== What is required ==
Print nothing except the lines of the listing below from the line with "Query: child" to the line with "column 119, row 17", each exactly as written, both ends included.

== The data ==
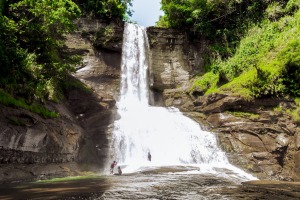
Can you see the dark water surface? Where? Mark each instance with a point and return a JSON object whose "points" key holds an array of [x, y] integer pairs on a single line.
{"points": [[162, 183]]}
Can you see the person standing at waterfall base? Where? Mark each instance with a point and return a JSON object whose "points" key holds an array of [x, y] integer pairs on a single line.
{"points": [[119, 170], [149, 156], [112, 166]]}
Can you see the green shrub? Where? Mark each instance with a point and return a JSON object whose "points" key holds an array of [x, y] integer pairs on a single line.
{"points": [[8, 100]]}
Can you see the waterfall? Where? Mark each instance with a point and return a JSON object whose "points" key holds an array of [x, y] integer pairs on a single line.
{"points": [[172, 138]]}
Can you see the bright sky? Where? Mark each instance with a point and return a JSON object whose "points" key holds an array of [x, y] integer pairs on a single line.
{"points": [[146, 12]]}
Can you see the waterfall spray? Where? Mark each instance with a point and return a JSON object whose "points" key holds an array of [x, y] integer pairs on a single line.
{"points": [[172, 138]]}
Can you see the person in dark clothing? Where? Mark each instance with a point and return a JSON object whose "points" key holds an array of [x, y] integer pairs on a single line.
{"points": [[119, 170], [112, 166], [149, 156]]}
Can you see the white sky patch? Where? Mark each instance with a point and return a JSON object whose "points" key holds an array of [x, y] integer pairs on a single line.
{"points": [[146, 12]]}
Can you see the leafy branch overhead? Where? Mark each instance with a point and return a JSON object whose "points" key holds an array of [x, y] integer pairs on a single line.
{"points": [[254, 49], [33, 59]]}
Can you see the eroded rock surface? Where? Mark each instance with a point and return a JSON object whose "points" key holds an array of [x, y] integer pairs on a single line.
{"points": [[255, 136]]}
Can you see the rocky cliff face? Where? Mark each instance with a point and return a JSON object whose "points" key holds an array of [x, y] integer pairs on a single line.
{"points": [[34, 147], [255, 136]]}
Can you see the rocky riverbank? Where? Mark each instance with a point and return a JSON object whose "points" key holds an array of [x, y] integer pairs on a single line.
{"points": [[154, 184], [258, 135]]}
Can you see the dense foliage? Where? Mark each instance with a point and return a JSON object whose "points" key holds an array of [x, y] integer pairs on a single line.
{"points": [[255, 50], [33, 57]]}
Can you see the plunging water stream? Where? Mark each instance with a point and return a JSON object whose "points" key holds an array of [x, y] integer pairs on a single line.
{"points": [[172, 138]]}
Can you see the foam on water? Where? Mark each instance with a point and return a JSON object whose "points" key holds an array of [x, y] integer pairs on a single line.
{"points": [[172, 138]]}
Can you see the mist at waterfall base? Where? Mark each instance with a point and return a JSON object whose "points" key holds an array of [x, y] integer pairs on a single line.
{"points": [[172, 138]]}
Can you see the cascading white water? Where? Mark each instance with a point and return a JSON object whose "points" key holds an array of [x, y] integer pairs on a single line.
{"points": [[172, 138]]}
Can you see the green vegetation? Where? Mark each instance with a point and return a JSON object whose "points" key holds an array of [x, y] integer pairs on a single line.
{"points": [[8, 100], [245, 115], [34, 61], [255, 50]]}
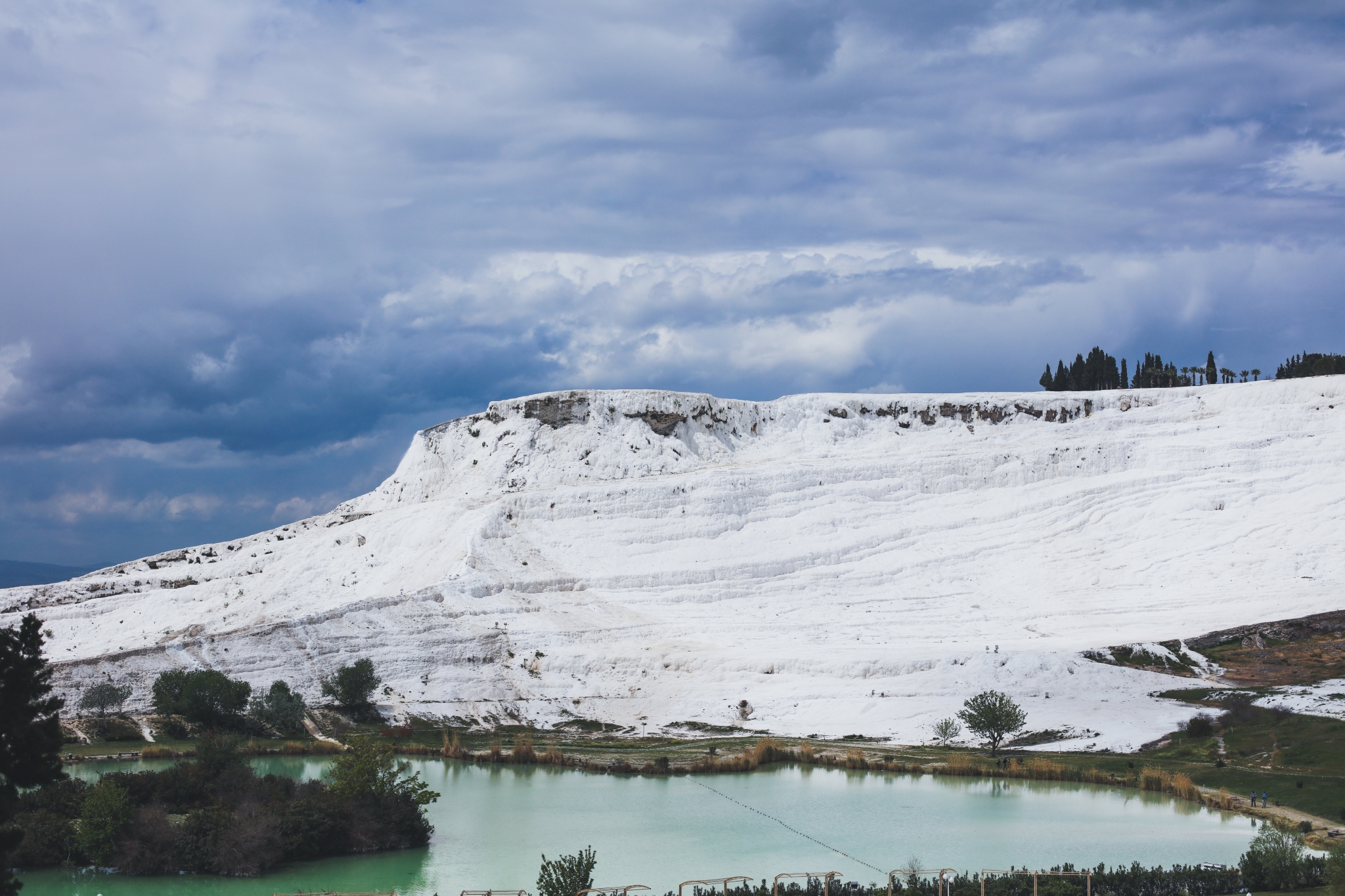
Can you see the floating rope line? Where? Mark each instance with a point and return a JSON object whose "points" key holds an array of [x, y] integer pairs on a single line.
{"points": [[783, 825]]}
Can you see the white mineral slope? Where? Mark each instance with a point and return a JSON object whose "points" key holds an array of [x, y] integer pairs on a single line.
{"points": [[841, 562]]}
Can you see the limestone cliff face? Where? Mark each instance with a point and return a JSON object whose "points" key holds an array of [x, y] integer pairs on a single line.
{"points": [[841, 562]]}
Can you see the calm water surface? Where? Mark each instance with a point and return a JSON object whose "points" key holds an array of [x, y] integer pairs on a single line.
{"points": [[491, 825]]}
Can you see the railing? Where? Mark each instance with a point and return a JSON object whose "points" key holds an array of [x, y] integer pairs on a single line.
{"points": [[923, 871], [712, 883], [1086, 875], [824, 875]]}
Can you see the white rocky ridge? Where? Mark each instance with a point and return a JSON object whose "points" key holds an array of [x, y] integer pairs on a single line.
{"points": [[843, 563]]}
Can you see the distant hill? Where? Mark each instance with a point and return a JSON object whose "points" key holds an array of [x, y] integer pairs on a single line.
{"points": [[831, 565], [15, 572]]}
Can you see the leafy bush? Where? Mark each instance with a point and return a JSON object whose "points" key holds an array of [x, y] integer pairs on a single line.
{"points": [[280, 708], [104, 696], [1277, 860], [236, 822], [1334, 870], [353, 685], [567, 875], [105, 813], [201, 695], [1200, 726]]}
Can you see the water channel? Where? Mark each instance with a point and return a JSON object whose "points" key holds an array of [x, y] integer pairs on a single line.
{"points": [[491, 825]]}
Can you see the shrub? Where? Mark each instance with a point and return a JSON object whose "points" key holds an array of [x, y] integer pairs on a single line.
{"points": [[946, 730], [104, 696], [1200, 726], [201, 695], [148, 845], [1274, 860], [567, 875], [1334, 870], [280, 708], [49, 840], [369, 770], [351, 685], [105, 813], [198, 839], [249, 844]]}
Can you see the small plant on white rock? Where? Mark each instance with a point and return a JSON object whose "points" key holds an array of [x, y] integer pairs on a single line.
{"points": [[946, 730]]}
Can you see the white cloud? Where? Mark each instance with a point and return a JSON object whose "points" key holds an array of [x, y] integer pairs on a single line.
{"points": [[10, 358], [1309, 165]]}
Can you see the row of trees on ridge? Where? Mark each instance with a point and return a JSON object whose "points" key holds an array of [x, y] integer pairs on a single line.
{"points": [[1099, 371]]}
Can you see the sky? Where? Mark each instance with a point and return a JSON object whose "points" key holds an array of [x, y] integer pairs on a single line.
{"points": [[248, 247]]}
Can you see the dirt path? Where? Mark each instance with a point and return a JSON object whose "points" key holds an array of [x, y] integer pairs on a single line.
{"points": [[317, 733], [1317, 839]]}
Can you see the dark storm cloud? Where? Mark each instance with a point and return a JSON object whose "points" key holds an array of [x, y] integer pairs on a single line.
{"points": [[248, 247]]}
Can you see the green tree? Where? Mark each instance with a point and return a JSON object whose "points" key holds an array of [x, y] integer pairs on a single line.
{"points": [[30, 730], [104, 696], [201, 695], [280, 708], [1274, 860], [567, 875], [369, 769], [105, 813], [353, 685], [1334, 870], [993, 716]]}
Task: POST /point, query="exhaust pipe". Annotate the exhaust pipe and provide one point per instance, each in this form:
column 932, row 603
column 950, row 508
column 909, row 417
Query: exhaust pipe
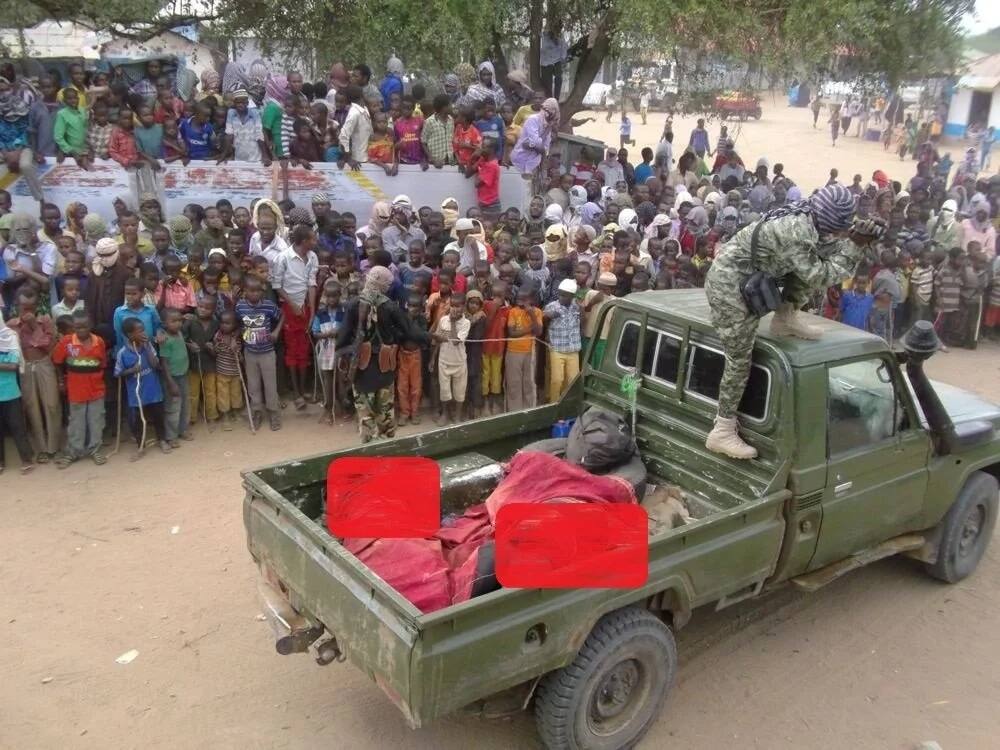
column 919, row 343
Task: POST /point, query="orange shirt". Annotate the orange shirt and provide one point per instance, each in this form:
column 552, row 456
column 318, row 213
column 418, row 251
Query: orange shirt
column 519, row 318
column 84, row 367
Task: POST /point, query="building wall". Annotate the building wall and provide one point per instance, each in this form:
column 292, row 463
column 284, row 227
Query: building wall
column 958, row 113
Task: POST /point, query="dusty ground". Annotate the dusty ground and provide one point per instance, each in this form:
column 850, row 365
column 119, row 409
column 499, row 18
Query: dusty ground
column 783, row 134
column 883, row 659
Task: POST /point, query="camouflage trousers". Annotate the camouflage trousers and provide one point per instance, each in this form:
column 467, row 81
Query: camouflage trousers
column 375, row 413
column 737, row 329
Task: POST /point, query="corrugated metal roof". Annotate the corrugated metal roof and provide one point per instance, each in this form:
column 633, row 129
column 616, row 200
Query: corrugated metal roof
column 983, row 73
column 52, row 39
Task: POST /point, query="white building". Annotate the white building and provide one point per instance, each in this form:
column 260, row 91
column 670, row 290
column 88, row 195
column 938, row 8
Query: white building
column 977, row 97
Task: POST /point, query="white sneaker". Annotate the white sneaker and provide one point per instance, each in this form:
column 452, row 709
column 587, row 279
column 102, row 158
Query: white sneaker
column 788, row 321
column 724, row 438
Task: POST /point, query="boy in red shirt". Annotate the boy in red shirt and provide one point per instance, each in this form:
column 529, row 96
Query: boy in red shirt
column 82, row 357
column 487, row 170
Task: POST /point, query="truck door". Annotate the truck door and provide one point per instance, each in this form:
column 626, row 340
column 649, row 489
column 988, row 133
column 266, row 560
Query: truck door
column 877, row 457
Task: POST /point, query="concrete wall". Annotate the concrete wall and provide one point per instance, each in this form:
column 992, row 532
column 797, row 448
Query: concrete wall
column 241, row 182
column 958, row 113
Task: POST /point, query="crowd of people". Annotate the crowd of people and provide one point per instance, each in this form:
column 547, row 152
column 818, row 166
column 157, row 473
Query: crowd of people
column 229, row 314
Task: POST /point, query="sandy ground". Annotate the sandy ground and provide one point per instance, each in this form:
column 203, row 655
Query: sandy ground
column 783, row 134
column 884, row 658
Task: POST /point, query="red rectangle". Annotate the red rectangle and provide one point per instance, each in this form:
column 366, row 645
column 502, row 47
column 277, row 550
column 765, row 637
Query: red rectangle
column 559, row 546
column 383, row 496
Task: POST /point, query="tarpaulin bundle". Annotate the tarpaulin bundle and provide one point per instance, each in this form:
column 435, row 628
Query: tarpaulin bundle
column 443, row 570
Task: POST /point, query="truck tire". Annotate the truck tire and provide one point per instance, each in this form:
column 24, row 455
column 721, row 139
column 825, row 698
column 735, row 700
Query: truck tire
column 633, row 471
column 611, row 693
column 967, row 528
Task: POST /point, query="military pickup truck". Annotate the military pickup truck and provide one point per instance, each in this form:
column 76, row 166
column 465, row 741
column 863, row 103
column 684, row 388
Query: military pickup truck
column 860, row 457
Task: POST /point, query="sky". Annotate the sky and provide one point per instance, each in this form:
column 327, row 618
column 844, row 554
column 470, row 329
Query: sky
column 986, row 17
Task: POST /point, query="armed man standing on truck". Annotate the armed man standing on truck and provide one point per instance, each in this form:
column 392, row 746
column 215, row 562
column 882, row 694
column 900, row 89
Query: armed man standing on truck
column 801, row 246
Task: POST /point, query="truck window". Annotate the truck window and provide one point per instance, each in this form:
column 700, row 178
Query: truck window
column 661, row 357
column 705, row 371
column 863, row 407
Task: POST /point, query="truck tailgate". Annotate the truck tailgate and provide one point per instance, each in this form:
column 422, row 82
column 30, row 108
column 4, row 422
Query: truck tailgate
column 374, row 626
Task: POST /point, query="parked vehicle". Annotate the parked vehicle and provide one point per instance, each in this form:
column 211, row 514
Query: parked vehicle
column 861, row 457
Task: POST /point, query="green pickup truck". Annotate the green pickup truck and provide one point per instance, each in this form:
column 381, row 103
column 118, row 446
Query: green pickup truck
column 860, row 457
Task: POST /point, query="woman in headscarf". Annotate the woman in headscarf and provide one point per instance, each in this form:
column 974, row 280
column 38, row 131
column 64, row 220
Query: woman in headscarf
column 592, row 214
column 979, row 228
column 486, row 86
column 11, row 404
column 535, row 139
column 810, row 245
column 14, row 143
column 555, row 243
column 393, row 81
column 376, row 326
column 945, row 231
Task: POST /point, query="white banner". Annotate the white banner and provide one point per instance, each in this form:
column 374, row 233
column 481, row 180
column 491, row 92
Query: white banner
column 240, row 182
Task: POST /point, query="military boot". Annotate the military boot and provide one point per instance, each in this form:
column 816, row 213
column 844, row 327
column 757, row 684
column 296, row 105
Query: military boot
column 724, row 438
column 788, row 321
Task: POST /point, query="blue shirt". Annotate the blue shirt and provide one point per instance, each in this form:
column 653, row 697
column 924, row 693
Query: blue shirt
column 148, row 315
column 855, row 309
column 391, row 84
column 9, row 389
column 257, row 321
column 198, row 138
column 150, row 390
column 492, row 128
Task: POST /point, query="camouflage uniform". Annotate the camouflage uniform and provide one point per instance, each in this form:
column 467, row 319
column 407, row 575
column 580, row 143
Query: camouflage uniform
column 375, row 417
column 789, row 249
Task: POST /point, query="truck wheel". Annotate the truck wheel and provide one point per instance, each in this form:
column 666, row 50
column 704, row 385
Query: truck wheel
column 608, row 697
column 968, row 526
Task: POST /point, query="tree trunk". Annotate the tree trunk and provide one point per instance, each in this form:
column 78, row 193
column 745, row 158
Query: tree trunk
column 534, row 43
column 589, row 64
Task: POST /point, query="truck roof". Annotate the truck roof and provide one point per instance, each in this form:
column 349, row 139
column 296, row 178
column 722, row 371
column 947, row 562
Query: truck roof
column 691, row 306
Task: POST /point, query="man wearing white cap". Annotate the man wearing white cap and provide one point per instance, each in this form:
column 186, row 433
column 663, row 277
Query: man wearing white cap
column 563, row 315
column 469, row 248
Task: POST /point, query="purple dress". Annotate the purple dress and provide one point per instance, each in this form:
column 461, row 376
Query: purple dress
column 534, row 134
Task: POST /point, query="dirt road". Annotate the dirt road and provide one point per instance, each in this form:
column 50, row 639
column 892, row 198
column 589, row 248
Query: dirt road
column 91, row 569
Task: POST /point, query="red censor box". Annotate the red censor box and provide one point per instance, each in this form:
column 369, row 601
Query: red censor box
column 570, row 545
column 391, row 497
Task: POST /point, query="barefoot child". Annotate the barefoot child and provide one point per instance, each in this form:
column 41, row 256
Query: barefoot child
column 137, row 363
column 325, row 324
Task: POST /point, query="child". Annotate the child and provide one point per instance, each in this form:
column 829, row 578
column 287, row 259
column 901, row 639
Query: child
column 137, row 362
column 452, row 366
column 524, row 325
column 70, row 302
column 325, row 325
column 226, row 345
column 467, row 138
column 409, row 370
column 856, row 304
column 496, row 310
column 474, row 352
column 99, row 132
column 174, row 148
column 82, row 357
column 563, row 315
column 134, row 307
column 625, row 132
column 176, row 364
column 261, row 322
column 198, row 332
column 487, row 171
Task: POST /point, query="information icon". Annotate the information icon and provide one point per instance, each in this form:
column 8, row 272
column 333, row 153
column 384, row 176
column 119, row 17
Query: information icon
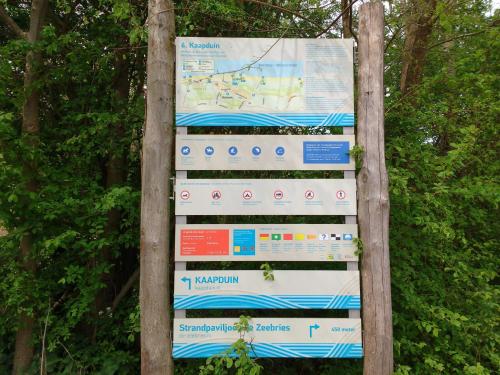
column 309, row 194
column 216, row 195
column 256, row 150
column 233, row 150
column 209, row 150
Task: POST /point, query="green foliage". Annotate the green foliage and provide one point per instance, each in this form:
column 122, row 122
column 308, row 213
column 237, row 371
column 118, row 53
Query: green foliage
column 442, row 158
column 237, row 358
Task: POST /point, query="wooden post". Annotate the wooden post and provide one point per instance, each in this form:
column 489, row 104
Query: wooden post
column 156, row 350
column 373, row 207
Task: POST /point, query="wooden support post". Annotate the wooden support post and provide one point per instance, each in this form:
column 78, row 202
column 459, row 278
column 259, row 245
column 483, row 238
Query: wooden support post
column 154, row 294
column 373, row 198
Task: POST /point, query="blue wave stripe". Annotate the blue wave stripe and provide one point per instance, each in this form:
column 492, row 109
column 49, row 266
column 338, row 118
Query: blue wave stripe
column 272, row 350
column 264, row 119
column 265, row 302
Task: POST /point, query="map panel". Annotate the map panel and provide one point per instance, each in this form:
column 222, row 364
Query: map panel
column 264, row 82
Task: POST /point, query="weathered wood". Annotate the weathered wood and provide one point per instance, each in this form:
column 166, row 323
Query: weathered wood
column 373, row 204
column 156, row 350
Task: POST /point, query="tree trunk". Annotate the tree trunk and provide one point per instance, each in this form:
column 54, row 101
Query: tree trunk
column 418, row 29
column 373, row 207
column 346, row 19
column 156, row 351
column 23, row 354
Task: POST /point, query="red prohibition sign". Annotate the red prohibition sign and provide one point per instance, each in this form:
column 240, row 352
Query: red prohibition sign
column 309, row 194
column 278, row 194
column 341, row 194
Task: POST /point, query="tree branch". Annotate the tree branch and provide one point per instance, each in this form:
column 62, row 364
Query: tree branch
column 346, row 9
column 456, row 37
column 11, row 23
column 284, row 10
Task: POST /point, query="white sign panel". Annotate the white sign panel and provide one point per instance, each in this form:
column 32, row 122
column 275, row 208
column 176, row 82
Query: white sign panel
column 265, row 242
column 250, row 290
column 265, row 197
column 264, row 82
column 264, row 152
column 270, row 337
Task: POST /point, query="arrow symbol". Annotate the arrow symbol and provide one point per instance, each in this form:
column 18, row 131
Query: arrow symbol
column 311, row 327
column 187, row 280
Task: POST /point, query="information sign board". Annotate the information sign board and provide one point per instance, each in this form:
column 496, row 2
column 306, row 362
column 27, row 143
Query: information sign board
column 264, row 152
column 264, row 82
column 265, row 242
column 270, row 337
column 265, row 197
column 216, row 289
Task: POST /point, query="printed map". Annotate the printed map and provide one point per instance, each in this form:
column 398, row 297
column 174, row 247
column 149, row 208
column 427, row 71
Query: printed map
column 209, row 85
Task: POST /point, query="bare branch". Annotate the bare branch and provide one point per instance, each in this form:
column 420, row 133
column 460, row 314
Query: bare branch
column 285, row 10
column 11, row 23
column 345, row 10
column 456, row 37
column 124, row 290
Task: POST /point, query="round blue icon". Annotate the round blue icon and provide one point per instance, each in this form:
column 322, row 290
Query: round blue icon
column 233, row 150
column 280, row 151
column 209, row 150
column 256, row 150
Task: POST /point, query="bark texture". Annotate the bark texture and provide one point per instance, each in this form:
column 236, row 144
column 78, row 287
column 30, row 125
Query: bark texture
column 346, row 19
column 23, row 354
column 373, row 200
column 156, row 351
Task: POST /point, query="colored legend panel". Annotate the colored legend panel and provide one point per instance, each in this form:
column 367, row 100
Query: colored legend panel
column 270, row 337
column 264, row 152
column 265, row 242
column 238, row 289
column 322, row 152
column 204, row 242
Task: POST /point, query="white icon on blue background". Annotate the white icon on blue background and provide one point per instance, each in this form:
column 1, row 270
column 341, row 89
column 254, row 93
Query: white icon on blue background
column 209, row 150
column 280, row 151
column 233, row 150
column 256, row 150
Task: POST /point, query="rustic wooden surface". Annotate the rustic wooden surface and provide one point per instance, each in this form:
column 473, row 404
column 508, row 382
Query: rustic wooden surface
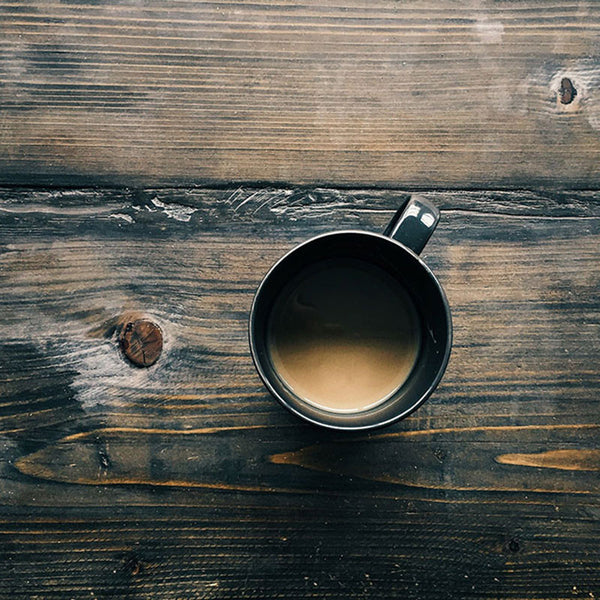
column 186, row 480
column 378, row 92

== Answer to this exercise ==
Query: child
column 137, row 362
column 452, row 366
column 524, row 325
column 70, row 302
column 325, row 325
column 226, row 345
column 467, row 138
column 409, row 370
column 856, row 304
column 496, row 310
column 474, row 352
column 99, row 132
column 174, row 148
column 82, row 357
column 563, row 315
column 134, row 307
column 625, row 132
column 176, row 364
column 261, row 322
column 198, row 332
column 487, row 171
Task: POST /point, query="information icon". Annotate the information icon and provide one point per instance, each in this form:
column 8, row 272
column 333, row 153
column 384, row 176
column 119, row 17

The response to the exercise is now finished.